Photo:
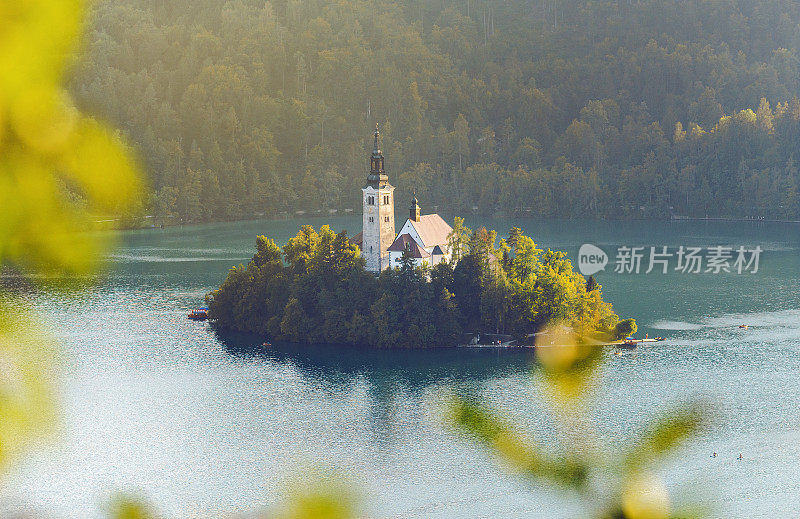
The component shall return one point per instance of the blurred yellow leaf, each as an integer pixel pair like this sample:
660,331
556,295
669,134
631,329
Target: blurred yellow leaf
27,411
43,118
127,507
320,496
665,434
645,497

■ ■ ■ ■ ■ ■ ■

* [What needs to be done]: Rewrite the data above, changing every "blurred yellow leaf" to "out-of-focus yellow leaf" and keeping all other text the same. Leave the pictures out of your answer.

* [Solution for this exercise]:
Photo:
The component shall return one point per instance of the out-of-focus yellow leaf, each as an integer pixel pair like this sample:
660,331
556,295
669,134
631,329
Target: out-of-focus yellow leaf
27,411
43,118
127,507
320,496
665,434
645,497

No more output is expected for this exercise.